> [Opdracht] Schrijf alle onderstaande gegevens regel voor regel ongewijzigd over. Laat de afbeeldingen weg.
-------- Oefenmateriaal --------
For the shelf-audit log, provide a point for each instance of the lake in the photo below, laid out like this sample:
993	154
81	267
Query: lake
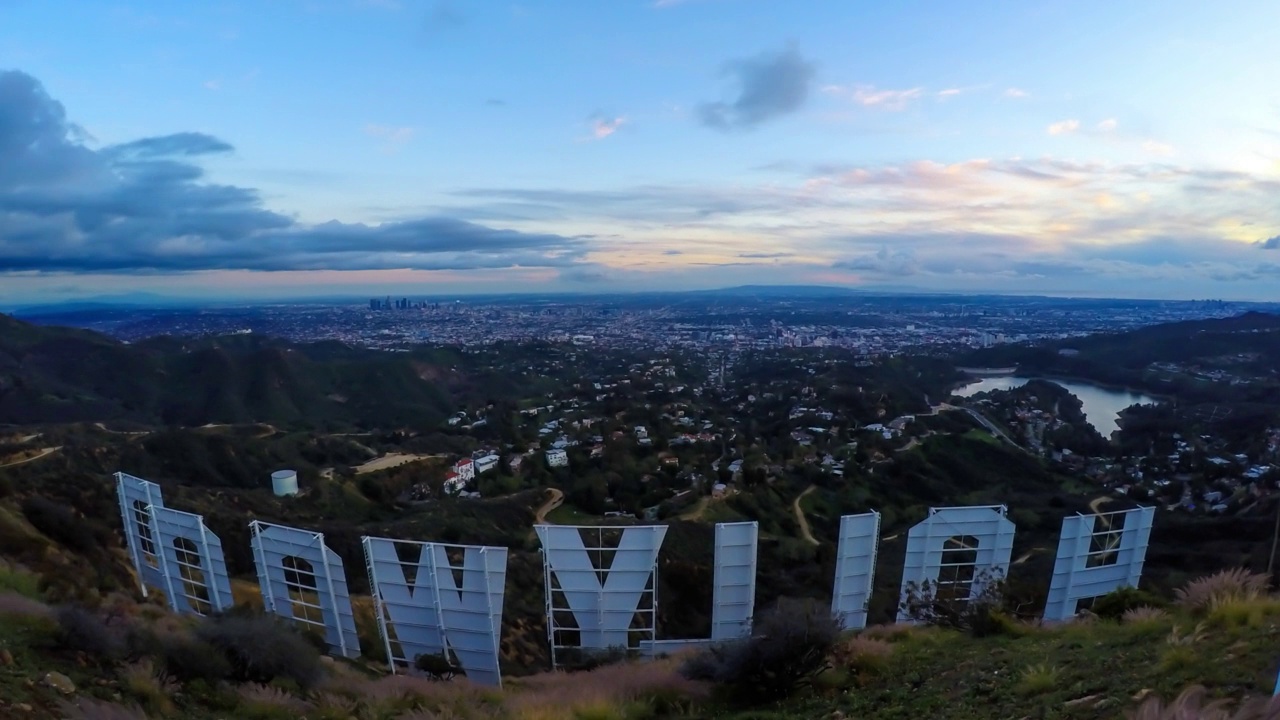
1101	405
--------
> [Oplossing]
For the shelf-audit log, provide a point for each instance of the lake in the photo below, laid out like this sample:
993	154
81	267
Query: lake
1101	405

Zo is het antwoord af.